START Records shown

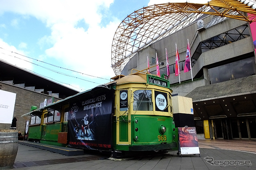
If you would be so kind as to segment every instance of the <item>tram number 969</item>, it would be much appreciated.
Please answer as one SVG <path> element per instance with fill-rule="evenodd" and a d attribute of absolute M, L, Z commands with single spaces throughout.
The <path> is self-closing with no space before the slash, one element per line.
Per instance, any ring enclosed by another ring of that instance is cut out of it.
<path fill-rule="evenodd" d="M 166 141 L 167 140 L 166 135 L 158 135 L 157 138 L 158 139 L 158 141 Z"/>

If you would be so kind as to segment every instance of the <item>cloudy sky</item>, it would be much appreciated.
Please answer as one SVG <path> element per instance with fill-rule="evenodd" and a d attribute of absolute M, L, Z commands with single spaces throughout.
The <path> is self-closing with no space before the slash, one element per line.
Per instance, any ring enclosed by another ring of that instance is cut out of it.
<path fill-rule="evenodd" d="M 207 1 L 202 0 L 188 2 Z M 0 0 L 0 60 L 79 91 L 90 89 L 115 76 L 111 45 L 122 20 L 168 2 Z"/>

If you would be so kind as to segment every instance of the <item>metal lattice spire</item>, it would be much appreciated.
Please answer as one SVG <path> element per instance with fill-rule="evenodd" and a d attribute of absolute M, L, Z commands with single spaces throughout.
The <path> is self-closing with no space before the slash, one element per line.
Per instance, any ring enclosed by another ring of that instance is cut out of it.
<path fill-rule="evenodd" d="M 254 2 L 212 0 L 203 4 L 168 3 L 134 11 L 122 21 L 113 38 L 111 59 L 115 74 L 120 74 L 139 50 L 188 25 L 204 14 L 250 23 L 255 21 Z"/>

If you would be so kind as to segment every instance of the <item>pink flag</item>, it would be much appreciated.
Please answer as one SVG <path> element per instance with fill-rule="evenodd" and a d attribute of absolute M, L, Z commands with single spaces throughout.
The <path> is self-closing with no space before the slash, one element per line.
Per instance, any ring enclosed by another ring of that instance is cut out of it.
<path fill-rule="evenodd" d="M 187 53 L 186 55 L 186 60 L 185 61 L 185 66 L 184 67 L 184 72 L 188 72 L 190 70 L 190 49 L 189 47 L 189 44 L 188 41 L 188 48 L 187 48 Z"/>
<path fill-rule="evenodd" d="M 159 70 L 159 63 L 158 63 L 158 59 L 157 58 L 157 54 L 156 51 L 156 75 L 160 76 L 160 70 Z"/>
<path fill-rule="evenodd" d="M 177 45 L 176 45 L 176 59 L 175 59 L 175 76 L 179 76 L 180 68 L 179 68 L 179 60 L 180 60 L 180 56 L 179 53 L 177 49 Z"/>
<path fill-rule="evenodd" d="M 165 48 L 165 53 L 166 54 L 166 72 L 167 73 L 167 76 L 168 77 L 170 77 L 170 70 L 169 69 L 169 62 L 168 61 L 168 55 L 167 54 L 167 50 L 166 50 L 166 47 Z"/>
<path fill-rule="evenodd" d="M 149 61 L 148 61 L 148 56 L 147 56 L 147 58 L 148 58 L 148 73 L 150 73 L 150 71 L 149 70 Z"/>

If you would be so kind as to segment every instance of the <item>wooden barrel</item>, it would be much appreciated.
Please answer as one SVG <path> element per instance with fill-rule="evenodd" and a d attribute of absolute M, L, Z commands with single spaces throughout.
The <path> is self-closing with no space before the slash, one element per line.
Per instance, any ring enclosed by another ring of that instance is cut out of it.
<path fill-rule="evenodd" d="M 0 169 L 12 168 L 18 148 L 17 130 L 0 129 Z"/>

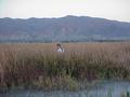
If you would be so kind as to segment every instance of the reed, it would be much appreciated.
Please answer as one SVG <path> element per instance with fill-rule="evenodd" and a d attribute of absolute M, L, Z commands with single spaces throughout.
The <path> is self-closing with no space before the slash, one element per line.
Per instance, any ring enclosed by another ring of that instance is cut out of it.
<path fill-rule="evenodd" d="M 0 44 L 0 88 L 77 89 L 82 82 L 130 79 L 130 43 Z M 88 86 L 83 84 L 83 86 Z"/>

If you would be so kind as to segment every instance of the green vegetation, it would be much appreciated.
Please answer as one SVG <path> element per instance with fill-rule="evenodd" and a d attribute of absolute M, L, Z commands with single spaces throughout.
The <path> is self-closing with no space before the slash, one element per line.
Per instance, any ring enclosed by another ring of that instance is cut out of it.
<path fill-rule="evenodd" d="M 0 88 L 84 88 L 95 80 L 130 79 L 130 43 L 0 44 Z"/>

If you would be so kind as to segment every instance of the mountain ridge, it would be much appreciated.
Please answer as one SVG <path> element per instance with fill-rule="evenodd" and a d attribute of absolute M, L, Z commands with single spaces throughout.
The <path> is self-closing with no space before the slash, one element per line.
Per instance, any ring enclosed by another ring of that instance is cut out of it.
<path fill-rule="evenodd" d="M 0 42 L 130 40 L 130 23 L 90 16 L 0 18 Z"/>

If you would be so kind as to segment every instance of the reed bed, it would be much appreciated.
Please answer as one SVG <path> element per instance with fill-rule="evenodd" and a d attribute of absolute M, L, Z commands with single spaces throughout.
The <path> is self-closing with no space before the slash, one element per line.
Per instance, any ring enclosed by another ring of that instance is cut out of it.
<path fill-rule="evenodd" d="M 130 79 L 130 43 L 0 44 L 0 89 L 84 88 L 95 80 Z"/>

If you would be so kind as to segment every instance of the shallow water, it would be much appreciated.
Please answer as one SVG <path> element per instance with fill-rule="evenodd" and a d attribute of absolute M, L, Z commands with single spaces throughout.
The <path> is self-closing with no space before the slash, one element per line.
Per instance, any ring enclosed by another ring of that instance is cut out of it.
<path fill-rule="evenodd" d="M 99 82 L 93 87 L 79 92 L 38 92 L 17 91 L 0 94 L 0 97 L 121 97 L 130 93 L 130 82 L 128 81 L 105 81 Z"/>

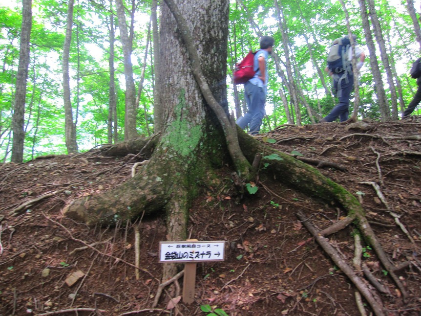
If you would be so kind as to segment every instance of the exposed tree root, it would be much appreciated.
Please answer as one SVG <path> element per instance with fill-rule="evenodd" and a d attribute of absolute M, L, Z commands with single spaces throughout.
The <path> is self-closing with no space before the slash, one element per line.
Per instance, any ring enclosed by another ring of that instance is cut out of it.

END Records shown

Task prompt: Write out each entry exactly as given, but skip the pictures.

Exercise result:
If you would be so kind as to segment every instance of the <item>tram number 969</item>, it would be much appreciated.
Please answer as one SVG <path> element per instance with fill-rule="evenodd" and a d attribute of absolute M, L, Z commands with single spaces throughout.
The <path> is self-closing with no space before the slash, one element per line.
Per instance, any ring enclosed by another ring of that instance is cut out of it.
<path fill-rule="evenodd" d="M 166 141 L 167 140 L 166 135 L 158 135 L 157 138 L 158 139 L 158 141 Z"/>

If you would be so kind as to segment every instance of the <item>cloudy sky</item>, it would be much appreciated.
Please answer as one SVG <path> element per instance with fill-rule="evenodd" and a d attribute of absolute M, L, Z commands with single spaces throughout.
The <path> is self-closing with no space before the slash, one element per line.
Per instance, any ring enclosed by another ring of that instance is cut out of it.
<path fill-rule="evenodd" d="M 207 1 L 202 0 L 188 2 Z M 0 0 L 0 60 L 79 91 L 90 89 L 115 76 L 111 45 L 122 20 L 168 2 Z"/>

If you would be so kind as to segment every instance of the <item>metal lattice spire</item>, it would be much appreciated.
Please answer as one SVG <path> element per instance with fill-rule="evenodd" and a d attribute of absolute M, L, Z commands with single spaces throughout.
The <path> is self-closing with no space before the slash, one element per line.
Per instance, any ring enclosed by another ring of that instance is cut out of it.
<path fill-rule="evenodd" d="M 254 2 L 212 0 L 203 4 L 168 3 L 134 11 L 122 21 L 113 38 L 111 59 L 115 74 L 120 74 L 139 50 L 188 25 L 204 14 L 250 23 L 255 21 Z"/>

If you would be so kind as to segment every instance of the <item>pink flag</item>, it would be much appreciated.
Please answer as one SVG <path> element per instance with fill-rule="evenodd" and a d attribute of absolute M, L, Z commands with single spaces throughout.
The <path> is self-closing with no space before the slash, one element per line.
Per instance, any ring enclosed by another ring of that instance is cut out of it.
<path fill-rule="evenodd" d="M 187 53 L 186 55 L 186 60 L 185 61 L 185 66 L 184 67 L 184 72 L 188 72 L 190 70 L 190 49 L 189 47 L 189 44 L 188 41 L 188 48 L 187 48 Z"/>
<path fill-rule="evenodd" d="M 159 70 L 159 63 L 158 63 L 158 59 L 157 58 L 157 54 L 156 51 L 156 75 L 160 76 L 160 70 Z"/>
<path fill-rule="evenodd" d="M 177 45 L 176 45 L 176 59 L 175 59 L 175 76 L 179 76 L 180 68 L 179 68 L 179 60 L 180 60 L 180 56 L 179 53 L 177 49 Z"/>
<path fill-rule="evenodd" d="M 165 48 L 165 53 L 166 54 L 166 72 L 167 73 L 167 76 L 168 77 L 170 77 L 170 70 L 169 69 L 169 62 L 168 61 L 168 55 L 167 54 L 167 50 L 166 50 L 166 47 Z"/>
<path fill-rule="evenodd" d="M 149 61 L 148 61 L 148 56 L 147 56 L 147 58 L 148 58 L 148 73 L 150 73 L 150 71 L 149 70 Z"/>

If you would be so kind as to segment every instance of the <item>wooden barrel</item>, it would be much appreciated.
Please answer as one SVG <path> element per instance with fill-rule="evenodd" and a d attribute of absolute M, L, Z commands with single spaces throughout.
The <path> is self-closing with no space before the slash, one element per line.
Per instance, any ring enclosed by another ring of that instance is cut out of it.
<path fill-rule="evenodd" d="M 0 169 L 12 168 L 18 148 L 17 130 L 0 129 Z"/>

If you would be so kind as to segment every instance of the reed, it would be much appreciated.
Please answer as one SVG <path> element per instance with fill-rule="evenodd" and a d attribute of absolute M, L, Z commands with single spaces throughout.
The <path> is self-closing with no space before the slash, one element per line.
Per instance, any ring enclosed by another ring of that instance is cut out of it.
<path fill-rule="evenodd" d="M 0 44 L 0 88 L 77 89 L 82 82 L 130 79 L 130 43 Z M 88 86 L 83 84 L 83 86 Z"/>

If you would be so kind as to segment every instance of the green vegetation, it would be much appreciated.
Please answer as one SVG <path> element per instance with fill-rule="evenodd" and a d attribute of absolute M, L, Z commands with single spaces throughout.
The <path> is self-closing with no space before the slash, one element per line.
Per instance, any ring enclosed by another ring of that instance is cut out of it.
<path fill-rule="evenodd" d="M 0 88 L 84 88 L 95 80 L 130 79 L 130 43 L 0 44 Z"/>

If you would be so kind as to segment every instance of the mountain ridge, it would be much appreciated.
Please answer as one SVG <path> element per instance with fill-rule="evenodd" and a d attribute of absolute M, L, Z commands with single spaces throughout.
The <path> is self-closing with no space before the slash, one element per line.
Per instance, any ring enclosed by another ring of that instance is cut out of it.
<path fill-rule="evenodd" d="M 0 42 L 130 40 L 130 23 L 90 16 L 0 18 Z"/>

If you would be so kind as to segment every instance of the reed bed, it would be much appreciated.
Please answer as one SVG <path> element per instance with fill-rule="evenodd" and a d attribute of absolute M, L, Z commands with single spaces throughout.
The <path> is self-closing with no space before the slash, one element per line.
Per instance, any ring enclosed by another ring of that instance is cut out of it.
<path fill-rule="evenodd" d="M 130 79 L 130 43 L 0 44 L 0 89 L 84 88 L 95 80 Z"/>

If you would be so kind as to segment every instance of the shallow water, it would be much appreciated.
Please answer as one SVG <path> element per instance with fill-rule="evenodd" and a d attribute of absolute M, L, Z commands with single spaces throughout.
The <path> is self-closing with no space before the slash, one element per line.
Per instance, any ring enclosed by another ring of that instance is cut out of it.
<path fill-rule="evenodd" d="M 99 82 L 93 87 L 79 92 L 38 92 L 17 91 L 0 94 L 0 97 L 121 97 L 130 93 L 130 82 L 128 81 L 105 81 Z"/>

If you would be so kind as to segment every instance of the exposed tree root, it would be much appreciated.
Please answer as one SVG <path> element per instance with fill-rule="evenodd" and a d attribute of absolute M, L, Z commands with single spaces throughout.
The <path> is self-closing with no space before the slash, one element per line.
Per instance, any ring enclosed by another ring of that instance is cut out of it.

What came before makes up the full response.